• [Available records]
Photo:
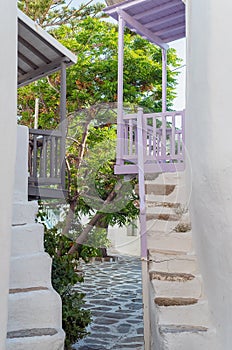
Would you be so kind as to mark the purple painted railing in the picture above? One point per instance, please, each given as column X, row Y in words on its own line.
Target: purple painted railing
column 163, row 143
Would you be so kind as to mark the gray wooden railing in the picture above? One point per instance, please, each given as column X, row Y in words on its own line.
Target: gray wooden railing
column 46, row 164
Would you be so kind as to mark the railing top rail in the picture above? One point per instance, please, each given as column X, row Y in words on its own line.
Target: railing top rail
column 152, row 115
column 43, row 132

• [Exercise goal]
Starting at the line that contains "Would you be so kind as to mark the railing", write out every line to the end of the entries, exactly as given.

• [Exercise solution]
Would you be so kind as to mark the railing top rail in the picture above? One point per instance, please, each given as column X, row Y in words on its own line.
Target: railing top rail
column 152, row 115
column 43, row 132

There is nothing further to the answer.